- GIVEN PROBLEM A: In the listing, give as a numbered list the lines from the one containing "133, row 264." up to and including the one containing "column 134, row 152", leaving out any blank lines.

- TEXT:

Western Australia was a crown colony from its establishment in 1829 as the Swan River Colony until the advent of representative government in 1870.  During this time executive and legislative power was vested in the Governor of Western Australia, but from 1832 he had Executive and Legislative Councils to assist and advise him. The Western Australian Legislative Council met for the first time on 7 February 1832. This is a list of members of the Western Australian Legislative Council between 1832 and 1870.

Official members, 1832–1870
The Western Australian Legislative Council was initially composed of five ex officio members; that is, members by virtue of their official government positions. These official positions were: the Governor, the Commandant, the Colonial Secretary, the Surveyor-General and the Advocate-General. The Collector of Revenue was added in 1847, and the Comptroller-General in June 1852.

This is a list of official members of the Western Australian Legislative Council between 1832 and 1870. Due to gaps in official records, some dates are approximate and the list may omit some members who were acting in official positions.

Unofficial nominee members, 1839–1867
In 1839 provision was made for the addition of four non-official nominee positions on the Legislative Council. The first four nominee members were sworn in on 4 March 1839. This is a list of non-official nominee members of the Legislative Council between 1839 and 1867.

- DATASET RECORDS:
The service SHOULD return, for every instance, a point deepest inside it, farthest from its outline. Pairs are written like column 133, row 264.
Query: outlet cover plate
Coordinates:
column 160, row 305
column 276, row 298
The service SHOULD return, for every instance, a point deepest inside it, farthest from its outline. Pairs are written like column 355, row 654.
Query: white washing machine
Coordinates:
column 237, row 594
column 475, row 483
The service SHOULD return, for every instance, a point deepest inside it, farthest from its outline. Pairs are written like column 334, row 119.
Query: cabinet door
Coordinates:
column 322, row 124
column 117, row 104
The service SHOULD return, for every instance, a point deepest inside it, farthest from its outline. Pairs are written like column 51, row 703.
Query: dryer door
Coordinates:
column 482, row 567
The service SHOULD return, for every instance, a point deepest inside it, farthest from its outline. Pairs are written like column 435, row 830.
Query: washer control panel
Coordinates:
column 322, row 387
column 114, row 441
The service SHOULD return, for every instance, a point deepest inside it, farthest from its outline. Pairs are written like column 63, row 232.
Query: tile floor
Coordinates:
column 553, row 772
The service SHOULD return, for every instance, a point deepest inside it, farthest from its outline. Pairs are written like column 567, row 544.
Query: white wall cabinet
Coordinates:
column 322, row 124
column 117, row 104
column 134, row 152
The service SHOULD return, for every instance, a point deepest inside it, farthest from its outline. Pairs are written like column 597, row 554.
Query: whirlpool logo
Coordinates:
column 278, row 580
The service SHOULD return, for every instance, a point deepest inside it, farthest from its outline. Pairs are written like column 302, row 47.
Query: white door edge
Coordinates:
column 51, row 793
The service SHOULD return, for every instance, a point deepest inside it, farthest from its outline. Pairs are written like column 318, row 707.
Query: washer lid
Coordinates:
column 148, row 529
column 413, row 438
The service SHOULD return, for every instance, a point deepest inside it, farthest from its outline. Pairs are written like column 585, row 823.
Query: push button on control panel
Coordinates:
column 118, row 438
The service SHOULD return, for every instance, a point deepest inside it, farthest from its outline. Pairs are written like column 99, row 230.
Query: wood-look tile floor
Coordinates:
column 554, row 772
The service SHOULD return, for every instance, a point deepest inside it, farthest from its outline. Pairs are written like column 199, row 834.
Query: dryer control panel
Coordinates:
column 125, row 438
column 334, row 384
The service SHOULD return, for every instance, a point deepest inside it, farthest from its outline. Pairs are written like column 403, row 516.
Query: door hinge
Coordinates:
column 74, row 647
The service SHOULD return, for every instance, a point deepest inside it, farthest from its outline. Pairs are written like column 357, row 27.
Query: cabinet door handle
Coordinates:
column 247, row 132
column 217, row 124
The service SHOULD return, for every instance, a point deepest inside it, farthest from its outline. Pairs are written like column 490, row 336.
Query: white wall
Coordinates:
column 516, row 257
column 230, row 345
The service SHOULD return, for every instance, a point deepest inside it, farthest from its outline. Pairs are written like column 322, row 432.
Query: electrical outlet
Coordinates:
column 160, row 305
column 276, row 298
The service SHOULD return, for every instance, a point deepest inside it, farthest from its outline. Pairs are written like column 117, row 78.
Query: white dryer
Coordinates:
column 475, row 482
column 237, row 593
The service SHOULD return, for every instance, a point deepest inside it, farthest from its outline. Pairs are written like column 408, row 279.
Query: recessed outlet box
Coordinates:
* * *
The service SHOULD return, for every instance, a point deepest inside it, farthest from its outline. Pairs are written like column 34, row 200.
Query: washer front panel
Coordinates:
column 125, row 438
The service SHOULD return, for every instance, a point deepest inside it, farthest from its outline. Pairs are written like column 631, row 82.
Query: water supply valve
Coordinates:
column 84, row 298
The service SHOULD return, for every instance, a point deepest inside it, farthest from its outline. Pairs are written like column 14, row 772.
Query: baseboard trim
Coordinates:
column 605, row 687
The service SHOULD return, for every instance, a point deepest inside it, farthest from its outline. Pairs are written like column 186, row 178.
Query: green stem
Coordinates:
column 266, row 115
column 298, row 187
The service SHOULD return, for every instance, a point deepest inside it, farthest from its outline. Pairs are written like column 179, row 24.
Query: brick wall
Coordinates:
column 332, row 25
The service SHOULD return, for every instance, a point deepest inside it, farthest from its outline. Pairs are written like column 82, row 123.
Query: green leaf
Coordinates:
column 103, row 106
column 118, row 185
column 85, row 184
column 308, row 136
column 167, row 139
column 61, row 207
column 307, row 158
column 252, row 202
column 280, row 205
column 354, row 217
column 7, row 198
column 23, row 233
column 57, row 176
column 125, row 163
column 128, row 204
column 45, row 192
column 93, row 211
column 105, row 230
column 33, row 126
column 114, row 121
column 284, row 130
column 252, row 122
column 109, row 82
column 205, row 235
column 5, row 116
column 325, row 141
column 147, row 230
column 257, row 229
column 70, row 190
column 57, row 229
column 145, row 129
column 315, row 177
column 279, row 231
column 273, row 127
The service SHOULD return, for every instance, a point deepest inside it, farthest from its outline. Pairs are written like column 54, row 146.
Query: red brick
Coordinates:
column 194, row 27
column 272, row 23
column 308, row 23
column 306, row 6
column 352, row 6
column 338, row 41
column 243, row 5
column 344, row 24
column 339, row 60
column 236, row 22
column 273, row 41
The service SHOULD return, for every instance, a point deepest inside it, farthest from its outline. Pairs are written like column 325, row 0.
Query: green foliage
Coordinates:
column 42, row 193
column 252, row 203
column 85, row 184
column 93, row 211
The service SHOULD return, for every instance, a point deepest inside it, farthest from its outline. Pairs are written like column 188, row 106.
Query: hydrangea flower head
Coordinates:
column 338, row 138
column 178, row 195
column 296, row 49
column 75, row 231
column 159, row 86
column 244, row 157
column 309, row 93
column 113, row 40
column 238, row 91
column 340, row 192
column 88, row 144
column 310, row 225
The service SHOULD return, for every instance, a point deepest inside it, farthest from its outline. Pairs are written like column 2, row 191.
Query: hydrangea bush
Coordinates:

- GIVEN PROBLEM B: According to the text on the Western Australian Legislative Council, which official positions made up its five original ex officio members?

- RIGHT ANSWER A:
1. The service SHOULD return, for every instance, a point deepest inside it, farthest from its outline. Pairs are written like column 133, row 264.
2. Query: outlet cover plate
3. Coordinates:
4. column 160, row 305
5. column 276, row 298
6. The service SHOULD return, for every instance, a point deepest inside it, farthest from its outline. Pairs are written like column 355, row 654.
7. Query: white washing machine
8. Coordinates:
9. column 237, row 594
10. column 475, row 483
11. The service SHOULD return, for every instance, a point deepest inside it, farthest from its outline. Pairs are written like column 334, row 119.
12. Query: cabinet door
13. Coordinates:
14. column 322, row 124
15. column 117, row 104
16. The service SHOULD return, for every instance, a point deepest inside it, farthest from its outline. Pairs are written like column 51, row 703.
17. Query: dryer door
18. Coordinates:
19. column 482, row 567
20. The service SHOULD return, for every instance, a point deepest inside it, farthest from its outline. Pairs are written like column 435, row 830.
21. Query: washer control panel
22. Coordinates:
23. column 322, row 387
24. column 114, row 441
25. The service SHOULD return, for every instance, a point deepest inside it, farthest from its outline. Pairs are written like column 63, row 232.
26. Query: tile floor
27. Coordinates:
28. column 553, row 772
29. The service SHOULD return, for every instance, a point deepest inside it, farthest from its outline. Pairs are written like column 567, row 544.
30. Query: white wall cabinet
31. Coordinates:
32. column 322, row 124
33. column 117, row 104
34. column 134, row 152

- RIGHT ANSWER B:
- the Governor
- the Commandant
- the Colonial Secretary
- the Surveyor-General
- the Advocate-General